* Required work
Take the line with "Segment every instance of the snow" as the first and the last line of the data as the end. Write out both and every line between exactly, except pictures.
[Data to use — start]
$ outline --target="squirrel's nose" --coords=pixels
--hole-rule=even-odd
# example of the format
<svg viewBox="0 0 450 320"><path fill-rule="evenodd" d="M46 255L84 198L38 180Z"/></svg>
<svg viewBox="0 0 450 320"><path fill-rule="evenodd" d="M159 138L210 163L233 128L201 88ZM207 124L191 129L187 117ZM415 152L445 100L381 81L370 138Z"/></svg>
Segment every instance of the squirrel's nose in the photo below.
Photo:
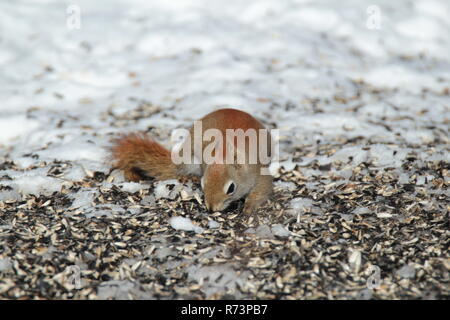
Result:
<svg viewBox="0 0 450 320"><path fill-rule="evenodd" d="M217 204L210 206L211 212L218 212L218 211L222 211L222 210L223 210L223 205L221 203L217 203Z"/></svg>
<svg viewBox="0 0 450 320"><path fill-rule="evenodd" d="M206 209L208 209L209 212L217 212L221 211L223 209L223 206L219 204L210 204L208 201L205 200Z"/></svg>

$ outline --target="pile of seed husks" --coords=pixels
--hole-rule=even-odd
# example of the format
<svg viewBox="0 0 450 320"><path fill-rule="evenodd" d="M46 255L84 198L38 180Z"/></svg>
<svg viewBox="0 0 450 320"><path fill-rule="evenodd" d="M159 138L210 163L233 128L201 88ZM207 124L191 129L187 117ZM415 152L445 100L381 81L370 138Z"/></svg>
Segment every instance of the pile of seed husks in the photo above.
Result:
<svg viewBox="0 0 450 320"><path fill-rule="evenodd" d="M58 175L71 164L52 166ZM155 197L158 182L124 190L116 172L93 172L49 196L0 202L0 297L448 299L449 175L448 162L413 154L398 168L311 161L281 167L271 202L243 216L242 203L208 214L196 183ZM74 207L85 190L90 206Z"/></svg>

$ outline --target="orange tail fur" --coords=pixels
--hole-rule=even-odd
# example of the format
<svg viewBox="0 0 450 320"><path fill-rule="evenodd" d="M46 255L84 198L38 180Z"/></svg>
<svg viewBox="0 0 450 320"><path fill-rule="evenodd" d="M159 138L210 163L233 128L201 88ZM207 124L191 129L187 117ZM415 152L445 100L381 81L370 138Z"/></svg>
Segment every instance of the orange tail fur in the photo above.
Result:
<svg viewBox="0 0 450 320"><path fill-rule="evenodd" d="M133 133L117 139L111 151L115 167L123 170L128 180L178 177L178 168L172 162L170 151L145 135Z"/></svg>

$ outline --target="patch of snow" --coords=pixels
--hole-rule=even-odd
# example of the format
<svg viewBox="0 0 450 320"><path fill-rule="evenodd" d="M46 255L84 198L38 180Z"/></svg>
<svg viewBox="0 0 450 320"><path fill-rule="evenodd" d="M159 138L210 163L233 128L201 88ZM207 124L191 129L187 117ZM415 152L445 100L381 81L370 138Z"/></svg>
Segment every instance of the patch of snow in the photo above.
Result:
<svg viewBox="0 0 450 320"><path fill-rule="evenodd" d="M204 229L195 225L191 219L184 217L172 217L169 224L175 230L194 231L195 233L203 233Z"/></svg>
<svg viewBox="0 0 450 320"><path fill-rule="evenodd" d="M30 157L17 157L14 159L14 164L22 169L26 169L31 165L36 164L36 160Z"/></svg>
<svg viewBox="0 0 450 320"><path fill-rule="evenodd" d="M144 206L153 206L156 203L156 199L154 195L144 196L142 198L141 204Z"/></svg>
<svg viewBox="0 0 450 320"><path fill-rule="evenodd" d="M92 189L80 190L77 193L72 194L74 201L72 202L71 209L87 208L92 206L97 194L98 192Z"/></svg>
<svg viewBox="0 0 450 320"><path fill-rule="evenodd" d="M0 259L0 272L7 271L12 268L12 263L10 258Z"/></svg>
<svg viewBox="0 0 450 320"><path fill-rule="evenodd" d="M255 234L260 238L273 239L272 230L268 225L260 225L256 228Z"/></svg>
<svg viewBox="0 0 450 320"><path fill-rule="evenodd" d="M289 237L291 235L291 232L289 230L287 230L283 225L281 224L274 224L272 226L272 233L275 236L281 237L281 238L286 238Z"/></svg>
<svg viewBox="0 0 450 320"><path fill-rule="evenodd" d="M113 213L125 213L125 210L116 204L104 204L90 207L84 211L87 218L92 217L112 217Z"/></svg>
<svg viewBox="0 0 450 320"><path fill-rule="evenodd" d="M291 182L291 181L275 181L274 182L274 187L275 188L279 188L279 189L284 189L287 191L294 191L297 186L295 185L295 183Z"/></svg>
<svg viewBox="0 0 450 320"><path fill-rule="evenodd" d="M244 233L255 234L256 230L255 230L255 228L248 228L247 230L244 231Z"/></svg>
<svg viewBox="0 0 450 320"><path fill-rule="evenodd" d="M304 212L306 210L310 210L313 203L313 200L309 198L294 198L290 202L290 207L296 212Z"/></svg>
<svg viewBox="0 0 450 320"><path fill-rule="evenodd" d="M156 251L156 257L160 260L164 260L168 256L176 256L177 252L169 247L162 247Z"/></svg>
<svg viewBox="0 0 450 320"><path fill-rule="evenodd" d="M84 139L74 139L70 142L55 144L45 150L36 152L36 154L43 159L99 162L103 161L107 155L106 150L101 145Z"/></svg>
<svg viewBox="0 0 450 320"><path fill-rule="evenodd" d="M29 119L23 114L0 114L0 145L9 145L16 138L26 137L39 126L39 121Z"/></svg>
<svg viewBox="0 0 450 320"><path fill-rule="evenodd" d="M416 275L416 270L413 265L406 264L403 267L401 267L400 269L398 269L396 271L396 273L398 276L400 276L402 278L412 279Z"/></svg>
<svg viewBox="0 0 450 320"><path fill-rule="evenodd" d="M209 220L208 221L208 228L210 229L217 229L220 227L220 223L218 223L217 221L214 220Z"/></svg>
<svg viewBox="0 0 450 320"><path fill-rule="evenodd" d="M361 146L352 146L338 150L330 158L323 159L319 163L323 165L334 161L341 161L360 164L361 162L367 161L367 157L367 151L363 150Z"/></svg>
<svg viewBox="0 0 450 320"><path fill-rule="evenodd" d="M399 184L408 184L409 183L409 174L406 172L400 173L398 177L398 183Z"/></svg>
<svg viewBox="0 0 450 320"><path fill-rule="evenodd" d="M23 195L51 195L61 190L61 179L48 177L45 168L17 172L12 176L13 180L0 180L0 185L9 186Z"/></svg>
<svg viewBox="0 0 450 320"><path fill-rule="evenodd" d="M101 300L131 300L135 295L140 298L151 299L150 294L143 294L138 285L130 280L109 280L102 282L97 291L97 296Z"/></svg>
<svg viewBox="0 0 450 320"><path fill-rule="evenodd" d="M180 189L182 189L182 185L176 179L158 181L154 190L155 198L173 200L178 195Z"/></svg>
<svg viewBox="0 0 450 320"><path fill-rule="evenodd" d="M130 192L130 193L135 193L135 192L138 192L140 190L148 189L147 185L143 185L143 184L140 184L140 183L137 183L137 182L124 182L124 183L118 184L118 186L123 191Z"/></svg>
<svg viewBox="0 0 450 320"><path fill-rule="evenodd" d="M201 285L201 290L210 297L216 293L235 293L237 285L242 287L248 277L248 272L237 273L228 265L196 266L187 268L188 278Z"/></svg>
<svg viewBox="0 0 450 320"><path fill-rule="evenodd" d="M280 162L280 166L282 166L286 171L292 171L297 166L296 162L293 162L292 159L287 161Z"/></svg>
<svg viewBox="0 0 450 320"><path fill-rule="evenodd" d="M86 172L78 165L75 165L64 172L64 179L70 181L81 181L84 177L86 177Z"/></svg>
<svg viewBox="0 0 450 320"><path fill-rule="evenodd" d="M353 210L353 214L369 214L369 213L371 213L372 211L370 211L370 209L369 208L366 208L366 207L358 207L358 208L356 208L355 210Z"/></svg>
<svg viewBox="0 0 450 320"><path fill-rule="evenodd" d="M18 201L20 199L22 196L15 190L0 191L0 201Z"/></svg>

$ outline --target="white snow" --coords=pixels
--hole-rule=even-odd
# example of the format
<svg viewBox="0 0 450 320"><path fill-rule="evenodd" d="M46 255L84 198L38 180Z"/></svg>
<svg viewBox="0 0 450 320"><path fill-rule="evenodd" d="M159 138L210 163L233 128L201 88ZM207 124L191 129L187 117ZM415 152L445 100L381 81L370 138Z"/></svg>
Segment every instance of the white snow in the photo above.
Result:
<svg viewBox="0 0 450 320"><path fill-rule="evenodd" d="M208 221L208 228L210 229L217 229L220 227L220 223L218 223L217 221L214 220L209 220Z"/></svg>
<svg viewBox="0 0 450 320"><path fill-rule="evenodd" d="M12 268L10 258L0 258L0 272L5 272Z"/></svg>
<svg viewBox="0 0 450 320"><path fill-rule="evenodd" d="M194 231L195 233L202 233L204 229L195 225L191 219L184 217L172 217L169 219L169 224L175 230Z"/></svg>
<svg viewBox="0 0 450 320"><path fill-rule="evenodd" d="M281 224L274 224L272 226L272 233L275 236L281 237L281 238L285 238L285 237L289 237L291 235L291 232L289 230L287 230L283 225Z"/></svg>
<svg viewBox="0 0 450 320"><path fill-rule="evenodd" d="M80 190L73 194L74 201L72 202L71 208L88 208L92 205L96 196L97 191L95 190Z"/></svg>
<svg viewBox="0 0 450 320"><path fill-rule="evenodd" d="M143 184L136 183L136 182L124 182L124 183L118 184L118 186L123 191L130 192L130 193L135 193L140 190L148 189L147 185L143 185Z"/></svg>
<svg viewBox="0 0 450 320"><path fill-rule="evenodd" d="M280 162L280 166L282 166L286 171L294 170L296 165L297 163L293 162L292 159Z"/></svg>
<svg viewBox="0 0 450 320"><path fill-rule="evenodd" d="M176 187L171 189L170 186L176 186ZM155 190L154 190L155 198L156 199L161 199L161 198L175 199L180 187L181 187L181 184L178 182L178 180L175 180L175 179L158 181L156 183Z"/></svg>
<svg viewBox="0 0 450 320"><path fill-rule="evenodd" d="M51 195L60 191L64 183L61 179L47 176L45 168L17 172L11 178L13 180L0 180L0 186L9 186L23 195Z"/></svg>
<svg viewBox="0 0 450 320"><path fill-rule="evenodd" d="M411 279L415 277L416 270L414 268L414 265L405 264L403 267L396 271L396 274L402 278Z"/></svg>
<svg viewBox="0 0 450 320"><path fill-rule="evenodd" d="M287 191L294 191L296 189L296 185L293 182L286 182L286 181L275 181L274 182L274 187L275 188L279 188L279 189L284 189Z"/></svg>
<svg viewBox="0 0 450 320"><path fill-rule="evenodd" d="M290 207L297 212L310 209L313 206L313 200L309 198L294 198L290 202Z"/></svg>
<svg viewBox="0 0 450 320"><path fill-rule="evenodd" d="M86 176L86 172L81 166L73 166L69 170L64 172L64 179L70 181L80 181Z"/></svg>
<svg viewBox="0 0 450 320"><path fill-rule="evenodd" d="M273 238L272 230L268 225L265 224L258 226L255 230L255 234L260 238Z"/></svg>
<svg viewBox="0 0 450 320"><path fill-rule="evenodd" d="M22 169L27 169L31 165L36 164L36 160L29 157L19 157L14 159L14 164Z"/></svg>
<svg viewBox="0 0 450 320"><path fill-rule="evenodd" d="M142 198L141 204L144 206L153 206L155 204L155 196L154 195L149 195L149 196L144 196Z"/></svg>
<svg viewBox="0 0 450 320"><path fill-rule="evenodd" d="M113 213L124 213L125 209L116 204L98 205L85 209L86 217L111 217Z"/></svg>
<svg viewBox="0 0 450 320"><path fill-rule="evenodd" d="M0 107L0 146L8 145L10 141L20 136L26 137L30 132L39 127L39 122L27 119L25 115L4 115Z"/></svg>
<svg viewBox="0 0 450 320"><path fill-rule="evenodd" d="M153 298L149 293L143 293L139 290L139 284L130 280L109 280L104 281L98 288L98 298L102 300L117 299L117 300L130 300L133 294L138 294L142 298Z"/></svg>
<svg viewBox="0 0 450 320"><path fill-rule="evenodd" d="M353 214L369 214L371 212L367 207L358 207L353 210Z"/></svg>
<svg viewBox="0 0 450 320"><path fill-rule="evenodd" d="M239 297L236 286L244 286L249 276L247 271L238 273L229 264L201 267L192 265L187 268L187 272L188 278L199 283L207 297L219 292L235 293Z"/></svg>
<svg viewBox="0 0 450 320"><path fill-rule="evenodd" d="M409 183L409 174L402 172L400 176L398 177L398 183L400 184L407 184Z"/></svg>
<svg viewBox="0 0 450 320"><path fill-rule="evenodd" d="M0 191L0 201L17 201L22 196L15 190Z"/></svg>
<svg viewBox="0 0 450 320"><path fill-rule="evenodd" d="M46 150L37 152L37 154L44 159L102 161L106 157L106 150L93 142L74 139L70 142L52 145Z"/></svg>

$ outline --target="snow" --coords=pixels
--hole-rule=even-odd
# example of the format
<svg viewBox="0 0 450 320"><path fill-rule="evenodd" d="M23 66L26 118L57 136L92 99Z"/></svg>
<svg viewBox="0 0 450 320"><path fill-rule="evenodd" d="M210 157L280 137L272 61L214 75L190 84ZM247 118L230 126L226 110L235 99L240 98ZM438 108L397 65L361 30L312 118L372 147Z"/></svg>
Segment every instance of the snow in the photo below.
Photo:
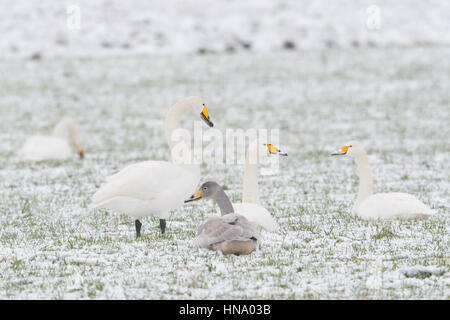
[Data to use — finish]
* Exercise response
Segment every instance of the snow in the photo below.
Photo:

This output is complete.